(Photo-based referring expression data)
____________________

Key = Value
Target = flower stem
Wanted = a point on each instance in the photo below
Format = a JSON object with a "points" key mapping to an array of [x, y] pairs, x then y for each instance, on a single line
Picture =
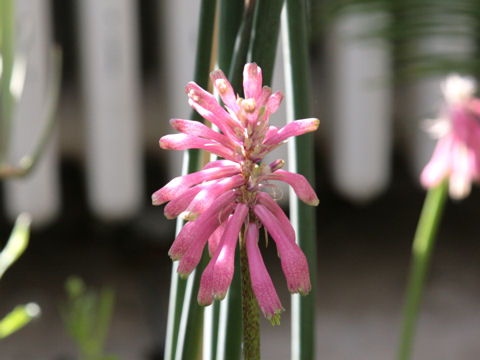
{"points": [[422, 249], [251, 321]]}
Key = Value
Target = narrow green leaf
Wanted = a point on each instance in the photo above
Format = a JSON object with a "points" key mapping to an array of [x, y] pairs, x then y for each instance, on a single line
{"points": [[265, 36], [191, 163], [230, 321], [301, 160], [230, 18], [20, 316], [7, 32], [242, 44], [17, 243], [422, 249]]}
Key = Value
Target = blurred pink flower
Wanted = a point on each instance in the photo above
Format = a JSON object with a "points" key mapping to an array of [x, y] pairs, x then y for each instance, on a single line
{"points": [[227, 195], [457, 154]]}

____________________

§ **PROBLEM DETAILS**:
Quote only the lines from the one containing "Target = blurred pink flower" through the final line of the records, with both ends included.

§ **RESPONSE**:
Target = blurred pink flower
Wanted = a point on each instance in the photo above
Format = a JSON object with a "points" key mapping to an array of [x, y] pairs, x then y for each instance, on a single line
{"points": [[227, 195], [457, 154]]}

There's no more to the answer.